┌─ Given information

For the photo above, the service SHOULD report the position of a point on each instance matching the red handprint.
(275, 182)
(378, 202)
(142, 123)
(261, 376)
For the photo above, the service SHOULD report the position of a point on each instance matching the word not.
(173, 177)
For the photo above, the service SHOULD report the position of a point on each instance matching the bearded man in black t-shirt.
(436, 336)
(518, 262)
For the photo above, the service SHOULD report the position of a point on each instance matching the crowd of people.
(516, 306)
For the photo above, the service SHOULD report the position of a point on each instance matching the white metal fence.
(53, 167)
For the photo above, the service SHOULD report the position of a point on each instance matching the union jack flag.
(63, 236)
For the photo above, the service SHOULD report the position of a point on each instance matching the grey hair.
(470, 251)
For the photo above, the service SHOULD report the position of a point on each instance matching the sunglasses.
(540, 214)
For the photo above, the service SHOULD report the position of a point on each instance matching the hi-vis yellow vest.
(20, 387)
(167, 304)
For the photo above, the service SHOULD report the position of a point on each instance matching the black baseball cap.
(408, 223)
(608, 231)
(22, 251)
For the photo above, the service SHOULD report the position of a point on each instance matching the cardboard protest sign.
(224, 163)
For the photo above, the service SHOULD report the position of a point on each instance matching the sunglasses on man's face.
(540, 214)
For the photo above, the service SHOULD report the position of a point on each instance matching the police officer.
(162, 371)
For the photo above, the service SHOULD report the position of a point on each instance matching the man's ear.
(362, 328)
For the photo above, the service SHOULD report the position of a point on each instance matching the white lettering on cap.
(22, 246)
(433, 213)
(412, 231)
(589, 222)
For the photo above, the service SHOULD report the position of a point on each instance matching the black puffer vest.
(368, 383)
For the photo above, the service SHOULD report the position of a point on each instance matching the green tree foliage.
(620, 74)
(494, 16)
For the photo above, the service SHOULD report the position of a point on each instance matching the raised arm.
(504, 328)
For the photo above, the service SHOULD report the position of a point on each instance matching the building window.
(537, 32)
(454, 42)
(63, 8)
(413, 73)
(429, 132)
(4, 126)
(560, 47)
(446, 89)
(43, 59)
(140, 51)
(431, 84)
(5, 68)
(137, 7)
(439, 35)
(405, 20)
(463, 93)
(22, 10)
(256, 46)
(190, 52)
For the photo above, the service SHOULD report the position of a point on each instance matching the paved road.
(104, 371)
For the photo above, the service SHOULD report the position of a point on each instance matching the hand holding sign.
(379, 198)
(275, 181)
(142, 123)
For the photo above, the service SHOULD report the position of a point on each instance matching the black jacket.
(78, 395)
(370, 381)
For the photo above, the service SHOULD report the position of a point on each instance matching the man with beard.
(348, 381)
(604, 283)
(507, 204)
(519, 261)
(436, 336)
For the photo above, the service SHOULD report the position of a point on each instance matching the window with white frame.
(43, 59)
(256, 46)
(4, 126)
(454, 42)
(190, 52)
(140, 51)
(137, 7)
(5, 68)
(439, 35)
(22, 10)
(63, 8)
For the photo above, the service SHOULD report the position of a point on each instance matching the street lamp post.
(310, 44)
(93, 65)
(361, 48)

└─

Rewrite the listing above, replacing every "SHOULD" with "MUST" and leaving all other text unchanged.

For the photo above, the service MUST report the position of a point on each instance matching the red handprint.
(275, 182)
(378, 202)
(142, 123)
(261, 376)
For the photo above, the service MUST report the position of a point on each instance matching the word not.
(173, 177)
For the photo above, the service MUST report the position of a point on each instance matching the bearded man in black t-shirt.
(436, 336)
(518, 262)
For the photo above, the service MUST report the position of a point on each instance matching the crowd of people.
(516, 306)
For the photo above, the service MUST report the position of a point on each instance matching the white metal fence.
(53, 167)
For the photo above, the service MUST report the position of a point on each instance matching the union jack flag.
(63, 236)
For the photo above, the service MUST report the position of a point on each instance matching the grey hair.
(470, 251)
For the photo above, the service MUST report the position of a point on each instance matching the sunglasses.
(540, 214)
For the photo above, the service MUST report the position of a point on each instance matching the hi-vis yellow vest.
(20, 387)
(167, 304)
For the photo above, the service MUST report the position of a point on each instance matching the black baseball cap.
(408, 223)
(608, 231)
(22, 251)
For the photo above, the service MUST report the position of a point on each instance matching the cardboard protest sign.
(224, 163)
For the photo above, the service MUST report the position of a point on each instance matching the sunglasses on man's face.
(540, 214)
For the photo above, the service MUST report the position of a point on each instance matching the police officer.
(162, 371)
For the photo above, the service MUST report the position of a point on each instance matching the man's ear.
(362, 328)
For the photo above, the service MUST report the position of a point on each instance matching the white lettering on cap.
(22, 246)
(433, 213)
(412, 231)
(589, 222)
For the photo above, the service MUST report the position of a point on each instance matching the black puffer vest.
(368, 383)
For the photo above, the service MUST report the position of a point on each instance matching the green tree foliage.
(620, 74)
(494, 16)
For the photo above, the service MUST report the position of a point on each instance matching the raised arm.
(504, 328)
For the photo above, the service MUST report the position of a point on each instance matching the building window.
(537, 32)
(454, 42)
(63, 8)
(413, 73)
(429, 132)
(4, 126)
(560, 47)
(446, 89)
(43, 59)
(140, 51)
(431, 84)
(5, 68)
(137, 7)
(439, 35)
(405, 20)
(463, 93)
(22, 10)
(256, 46)
(190, 52)
For the photo above, the service MUST report the position of a point on each instance matching the paved road.
(104, 371)
For the photo above, the service MUST report the position of a point on each instance matching the hand holding sign.
(379, 198)
(275, 181)
(142, 123)
For the photo above, the service MUST report the position of a point on each instance matching the black jacket.
(78, 395)
(370, 381)
For the photo above, the service MUST report the position of a point on each instance matching the man with beard.
(348, 381)
(604, 283)
(507, 204)
(519, 261)
(436, 336)
For the photo above, the service MUST report the position of a point on each instance matching the window with white frame.
(43, 59)
(256, 46)
(4, 126)
(454, 42)
(190, 52)
(140, 51)
(137, 7)
(5, 68)
(439, 35)
(22, 10)
(63, 8)
For the photo above, the service MUST report the position of a point on each instance matching the street lamp post.
(310, 44)
(93, 65)
(361, 48)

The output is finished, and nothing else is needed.